[Opening THE DATA section]

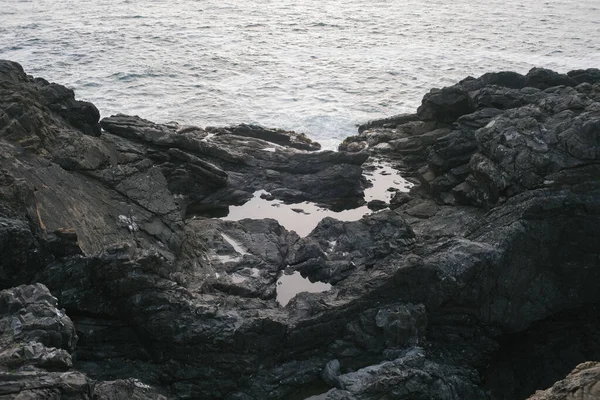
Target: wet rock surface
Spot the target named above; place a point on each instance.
(435, 296)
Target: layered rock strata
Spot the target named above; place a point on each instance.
(497, 242)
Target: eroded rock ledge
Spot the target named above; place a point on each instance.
(438, 296)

[Closing THE DATA section]

# EXERCISE AIM:
Reproduce the entries above exactly, though not their pictures.

# RESULT OF THE EXERCISE:
Target: wet rock surface
Spot the target named above; place a point on each instance.
(435, 296)
Target: layered rock strata
Spot the target named above; place a point on each instance.
(497, 242)
Target: eroded rock ledge
Spot the target named above; place a point on each instance.
(438, 296)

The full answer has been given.